Switch every occurrence of "road lane" to "traffic lane" and reproduce all of the records below without any other change. Leave the pictures out of the result.
- - -
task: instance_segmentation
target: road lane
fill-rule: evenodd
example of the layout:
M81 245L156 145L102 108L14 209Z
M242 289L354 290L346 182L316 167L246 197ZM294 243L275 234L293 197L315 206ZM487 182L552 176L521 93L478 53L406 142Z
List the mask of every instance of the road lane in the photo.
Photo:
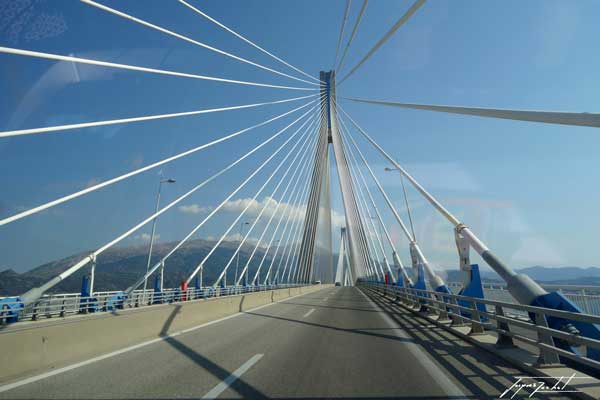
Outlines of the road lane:
M0 398L197 399L217 387L220 399L491 398L520 373L367 295L351 287L309 293Z

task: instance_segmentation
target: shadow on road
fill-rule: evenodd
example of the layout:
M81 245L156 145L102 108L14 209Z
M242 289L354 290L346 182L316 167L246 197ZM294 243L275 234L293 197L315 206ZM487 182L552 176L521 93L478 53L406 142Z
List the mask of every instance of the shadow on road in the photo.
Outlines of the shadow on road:
M200 353L195 351L189 346L186 346L179 340L174 337L166 337L173 321L177 314L179 314L181 310L181 305L176 305L173 308L173 312L169 315L169 318L165 321L160 335L165 337L165 342L168 343L171 347L177 350L179 353L189 358L191 361L195 362L197 365L204 368L206 371L214 375L220 381L225 380L229 375L231 375L230 371L227 371L225 368L219 366L218 364L212 362L208 358L202 356ZM238 378L235 382L233 382L230 386L231 389L236 391L242 398L245 399L267 399L268 397L258 391L256 388L249 385L242 378Z
M288 304L292 304L292 303L288 303ZM312 307L316 307L316 306L313 305ZM257 316L257 317L277 319L277 320L280 320L280 321L293 322L293 323L296 323L296 324L314 326L315 328L331 329L331 330L338 331L338 332L349 332L349 333L355 333L355 334L358 334L358 335L374 336L374 337L383 338L383 339L395 340L395 341L398 341L398 342L412 342L413 341L412 339L400 338L400 337L395 336L395 335L385 335L383 333L369 332L369 331L373 331L373 330L388 330L388 331L391 331L394 328L352 328L352 329L349 329L349 328L339 328L337 326L332 326L332 325L317 324L315 322L308 322L308 321L303 321L303 320L299 320L299 319L278 317L278 316L268 315L268 314L261 314L261 313L258 313L258 312L245 312L244 314L254 315L254 316Z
- - -
SOLUTION TO THIS EXERCISE:
task: instance_segmentation
target: traffic lane
fill-rule: evenodd
example of the layout:
M81 245L156 145L102 108L14 209Z
M242 289L354 290L346 182L316 167L246 197ZM294 243L275 234L293 197L315 206ZM487 182L552 176L521 93L478 53L406 142Z
List the mask of every instance of the traffic lane in the photo.
Photo:
Outlines of the traffic lane:
M0 398L197 399L217 387L220 399L491 398L520 373L367 295L351 287L309 293Z

task: instance_segmentation
target: shadow on road
fill-rule: evenodd
example of the layout:
M81 245L156 145L102 108L14 209Z
M242 289L354 290L346 182L316 167L246 197ZM294 243L275 234L293 197L315 206ZM487 182L552 176L521 93L478 53L406 142Z
List the mask of every instance of the shadow on road in the photo.
Outlines of the shadow on road:
M200 353L195 351L189 346L186 346L179 340L174 337L166 337L173 321L177 314L179 314L181 310L181 305L176 305L173 308L173 312L169 315L169 318L165 321L160 335L165 337L165 342L168 343L171 347L177 350L179 353L189 358L191 361L195 362L197 365L204 368L206 371L214 375L220 381L225 380L229 375L231 375L230 371L227 371L225 368L219 366L218 364L212 362L208 358L202 356ZM238 378L235 382L233 382L230 386L231 389L236 391L242 398L245 399L267 399L268 397L258 391L256 388L249 385L242 378Z
M288 304L292 304L292 303L288 303ZM312 307L316 307L316 306L313 305ZM257 316L257 317L277 319L277 320L280 320L280 321L293 322L293 323L296 323L296 324L314 326L315 328L331 329L331 330L338 331L338 332L349 332L349 333L355 333L355 334L358 334L358 335L374 336L374 337L383 338L383 339L395 340L395 341L398 341L398 342L412 342L413 341L412 339L400 338L400 337L395 336L395 335L385 335L383 333L369 332L369 331L373 331L373 330L388 330L388 331L391 331L394 328L352 328L352 329L349 329L349 328L339 328L337 326L332 326L332 325L317 324L315 322L308 322L308 321L303 321L303 320L299 320L299 319L278 317L278 316L268 315L268 314L261 314L261 313L258 313L258 312L245 312L244 314L254 315L254 316Z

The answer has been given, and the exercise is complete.